| Work required |
Please rewrite the stretch of the listing below, from the line containing "like (646, 9)." through the end of the listing, as a Markdown table with a Row column giving each line's number and a Text column holding the line, leaving out any blank lines.

======== Exercise data ========

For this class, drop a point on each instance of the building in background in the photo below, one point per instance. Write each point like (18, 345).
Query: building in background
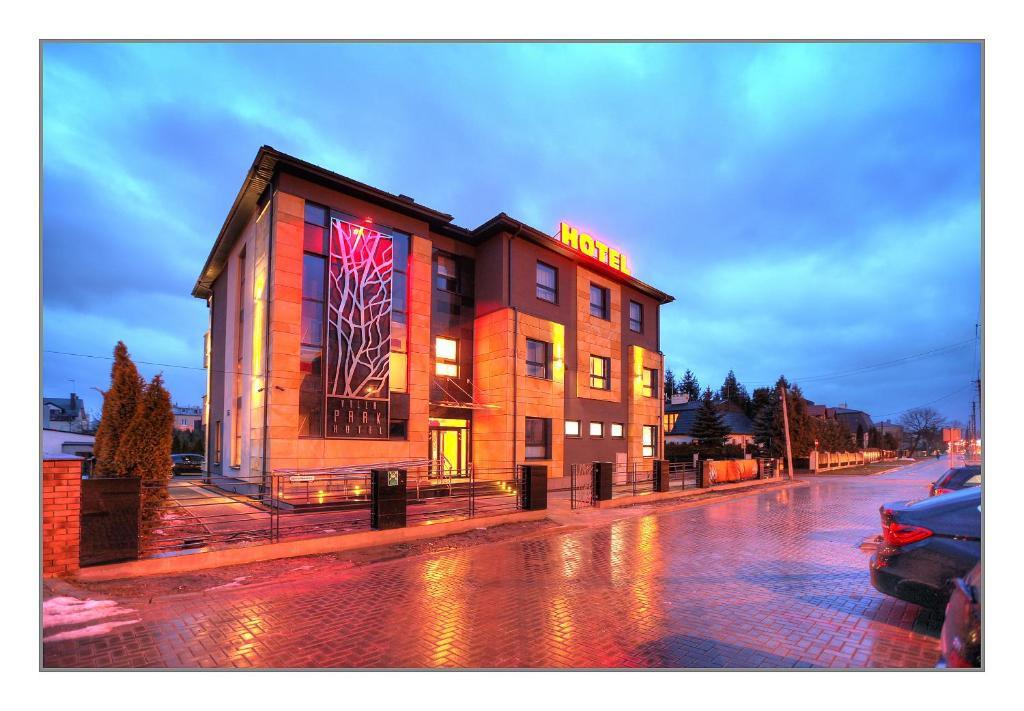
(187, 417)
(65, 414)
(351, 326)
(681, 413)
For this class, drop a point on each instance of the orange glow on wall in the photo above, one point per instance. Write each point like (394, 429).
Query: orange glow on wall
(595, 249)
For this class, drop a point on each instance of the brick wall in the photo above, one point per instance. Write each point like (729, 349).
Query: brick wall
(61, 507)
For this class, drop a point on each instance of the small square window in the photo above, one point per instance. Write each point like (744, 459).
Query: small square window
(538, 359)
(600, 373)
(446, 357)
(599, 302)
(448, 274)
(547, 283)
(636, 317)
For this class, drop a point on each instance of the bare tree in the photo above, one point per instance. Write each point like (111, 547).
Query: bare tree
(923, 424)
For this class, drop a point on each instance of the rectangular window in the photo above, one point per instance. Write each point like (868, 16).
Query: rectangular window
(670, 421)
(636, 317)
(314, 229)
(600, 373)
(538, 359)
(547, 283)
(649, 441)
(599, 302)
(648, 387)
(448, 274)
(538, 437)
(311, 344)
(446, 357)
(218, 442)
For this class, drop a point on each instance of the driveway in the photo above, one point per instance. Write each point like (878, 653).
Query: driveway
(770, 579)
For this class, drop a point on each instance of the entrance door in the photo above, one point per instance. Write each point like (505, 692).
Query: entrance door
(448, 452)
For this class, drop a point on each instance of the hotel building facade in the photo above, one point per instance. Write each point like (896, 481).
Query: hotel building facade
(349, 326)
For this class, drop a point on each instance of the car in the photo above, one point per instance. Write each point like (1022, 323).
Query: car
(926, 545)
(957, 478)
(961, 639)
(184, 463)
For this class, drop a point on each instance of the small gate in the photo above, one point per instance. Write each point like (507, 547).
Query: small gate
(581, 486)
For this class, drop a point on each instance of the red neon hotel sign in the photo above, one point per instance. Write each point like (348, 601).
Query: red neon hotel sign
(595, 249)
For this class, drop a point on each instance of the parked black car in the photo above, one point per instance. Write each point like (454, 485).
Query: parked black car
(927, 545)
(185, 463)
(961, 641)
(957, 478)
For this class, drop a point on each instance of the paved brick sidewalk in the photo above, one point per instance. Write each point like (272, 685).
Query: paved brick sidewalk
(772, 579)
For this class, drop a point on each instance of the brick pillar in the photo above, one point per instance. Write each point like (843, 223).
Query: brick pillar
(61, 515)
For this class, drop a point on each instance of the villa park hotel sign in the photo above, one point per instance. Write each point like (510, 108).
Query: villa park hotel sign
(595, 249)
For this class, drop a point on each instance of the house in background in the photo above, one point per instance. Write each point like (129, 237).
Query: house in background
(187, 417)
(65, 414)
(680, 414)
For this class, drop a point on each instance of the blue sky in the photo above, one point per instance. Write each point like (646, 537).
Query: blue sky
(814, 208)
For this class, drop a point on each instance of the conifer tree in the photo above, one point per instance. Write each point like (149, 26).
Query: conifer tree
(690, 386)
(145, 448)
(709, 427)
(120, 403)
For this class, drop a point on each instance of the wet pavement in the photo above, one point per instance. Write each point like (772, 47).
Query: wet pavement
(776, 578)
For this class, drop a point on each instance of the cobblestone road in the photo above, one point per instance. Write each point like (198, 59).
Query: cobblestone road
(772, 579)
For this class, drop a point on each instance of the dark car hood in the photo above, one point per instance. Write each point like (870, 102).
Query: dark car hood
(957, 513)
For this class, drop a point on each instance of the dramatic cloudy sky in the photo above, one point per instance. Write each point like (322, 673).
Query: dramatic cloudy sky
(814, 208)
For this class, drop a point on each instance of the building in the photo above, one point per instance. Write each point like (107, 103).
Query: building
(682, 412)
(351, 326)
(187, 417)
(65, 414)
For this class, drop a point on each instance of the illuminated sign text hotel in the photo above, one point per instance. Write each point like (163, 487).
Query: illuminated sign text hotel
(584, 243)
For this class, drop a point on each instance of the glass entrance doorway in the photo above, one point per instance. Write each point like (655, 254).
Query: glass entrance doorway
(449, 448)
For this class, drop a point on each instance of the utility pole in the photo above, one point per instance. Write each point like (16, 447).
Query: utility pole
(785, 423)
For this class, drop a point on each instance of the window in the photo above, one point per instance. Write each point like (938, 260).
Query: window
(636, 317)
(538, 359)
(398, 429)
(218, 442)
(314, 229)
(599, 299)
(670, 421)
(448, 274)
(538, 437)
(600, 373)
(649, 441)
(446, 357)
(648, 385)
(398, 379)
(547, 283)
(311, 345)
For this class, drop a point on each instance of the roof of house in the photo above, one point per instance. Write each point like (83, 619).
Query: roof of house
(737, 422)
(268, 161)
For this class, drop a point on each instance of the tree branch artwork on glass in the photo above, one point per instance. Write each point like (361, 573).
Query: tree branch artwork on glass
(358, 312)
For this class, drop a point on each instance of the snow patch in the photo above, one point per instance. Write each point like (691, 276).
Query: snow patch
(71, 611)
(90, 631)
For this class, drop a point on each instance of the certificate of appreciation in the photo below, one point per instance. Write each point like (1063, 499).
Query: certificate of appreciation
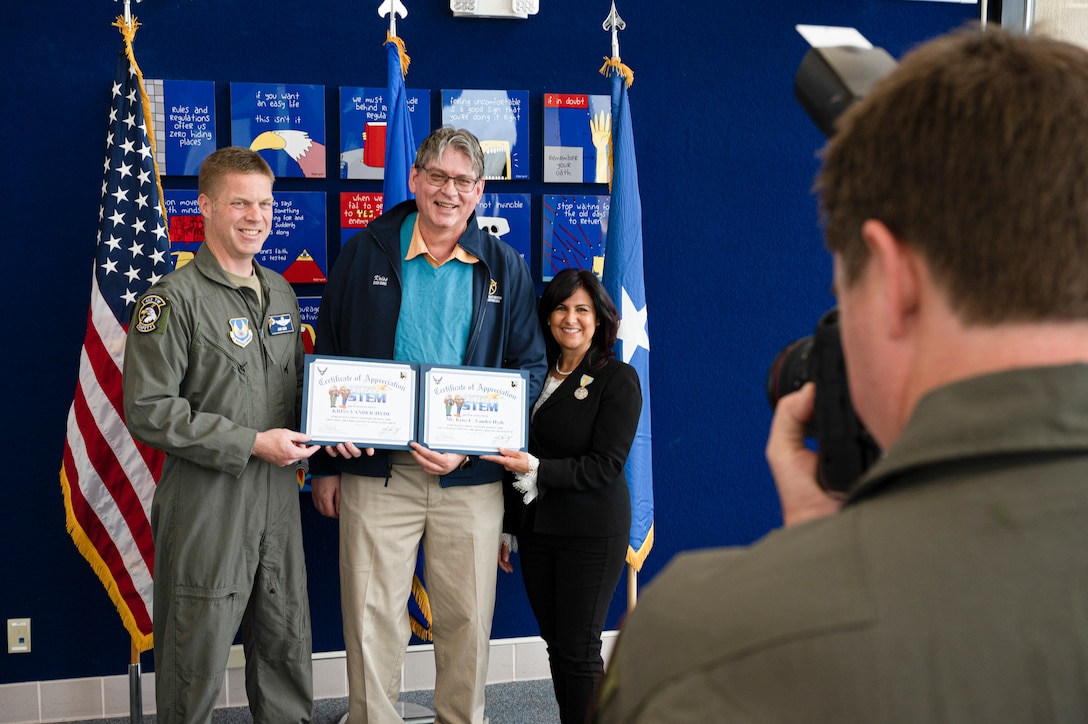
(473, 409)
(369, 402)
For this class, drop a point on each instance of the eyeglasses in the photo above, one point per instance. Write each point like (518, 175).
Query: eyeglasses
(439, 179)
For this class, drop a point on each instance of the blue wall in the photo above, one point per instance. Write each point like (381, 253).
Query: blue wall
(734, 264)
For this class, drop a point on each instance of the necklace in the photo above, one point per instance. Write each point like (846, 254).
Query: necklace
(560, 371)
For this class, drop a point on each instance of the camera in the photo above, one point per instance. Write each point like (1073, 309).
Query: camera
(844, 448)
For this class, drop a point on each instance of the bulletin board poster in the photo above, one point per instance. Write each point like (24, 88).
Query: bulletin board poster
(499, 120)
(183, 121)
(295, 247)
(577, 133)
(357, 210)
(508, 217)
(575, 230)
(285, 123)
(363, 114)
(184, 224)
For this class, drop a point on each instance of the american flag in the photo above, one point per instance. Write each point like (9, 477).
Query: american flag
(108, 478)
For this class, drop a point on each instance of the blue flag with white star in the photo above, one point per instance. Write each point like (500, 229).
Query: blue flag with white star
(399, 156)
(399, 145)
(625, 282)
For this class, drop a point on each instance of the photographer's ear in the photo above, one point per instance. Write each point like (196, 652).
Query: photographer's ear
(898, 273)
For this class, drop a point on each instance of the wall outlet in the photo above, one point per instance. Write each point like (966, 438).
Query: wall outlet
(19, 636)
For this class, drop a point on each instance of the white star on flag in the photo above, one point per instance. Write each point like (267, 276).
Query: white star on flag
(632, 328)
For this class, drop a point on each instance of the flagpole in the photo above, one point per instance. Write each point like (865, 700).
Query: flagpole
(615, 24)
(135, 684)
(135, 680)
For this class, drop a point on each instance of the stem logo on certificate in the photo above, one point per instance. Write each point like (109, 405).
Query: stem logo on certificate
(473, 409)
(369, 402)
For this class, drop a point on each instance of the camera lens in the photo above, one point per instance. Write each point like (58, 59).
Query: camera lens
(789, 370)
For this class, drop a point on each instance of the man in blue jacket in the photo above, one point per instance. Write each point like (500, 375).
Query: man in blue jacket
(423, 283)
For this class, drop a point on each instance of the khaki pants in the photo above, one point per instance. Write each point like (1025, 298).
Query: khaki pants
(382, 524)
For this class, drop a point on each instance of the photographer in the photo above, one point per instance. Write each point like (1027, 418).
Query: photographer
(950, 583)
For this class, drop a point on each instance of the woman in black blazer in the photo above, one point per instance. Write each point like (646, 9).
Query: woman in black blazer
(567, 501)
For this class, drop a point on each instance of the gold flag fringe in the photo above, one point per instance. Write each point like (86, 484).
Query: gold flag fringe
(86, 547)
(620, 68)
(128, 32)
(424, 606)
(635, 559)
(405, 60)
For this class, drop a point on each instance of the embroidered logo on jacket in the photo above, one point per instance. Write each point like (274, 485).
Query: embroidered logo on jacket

========

| Reply to the exercise |
| Row | Text |
|---|---|
| 1 | For this class, drop a point on each instance of the woman in black blazer in the photo above, one point per instance. Write each point like (646, 9). |
| 2 | Query: woman in black blazer |
| 3 | (567, 501) |
| 4 | For this class, drop a point on each instance of the gold flag fringe in the photo above, one point per instance. Write each point like (86, 484). |
| 5 | Query: gold flag fringe |
| 6 | (86, 547) |
| 7 | (620, 68) |
| 8 | (128, 32) |
| 9 | (424, 606) |
| 10 | (635, 559) |
| 11 | (405, 60) |
| 12 | For this class, drop a point on each instance of the embroidered logo on jacket in the photo above, one point per instance. Write each point like (274, 485). |
| 13 | Query: embroidered logo on jacket |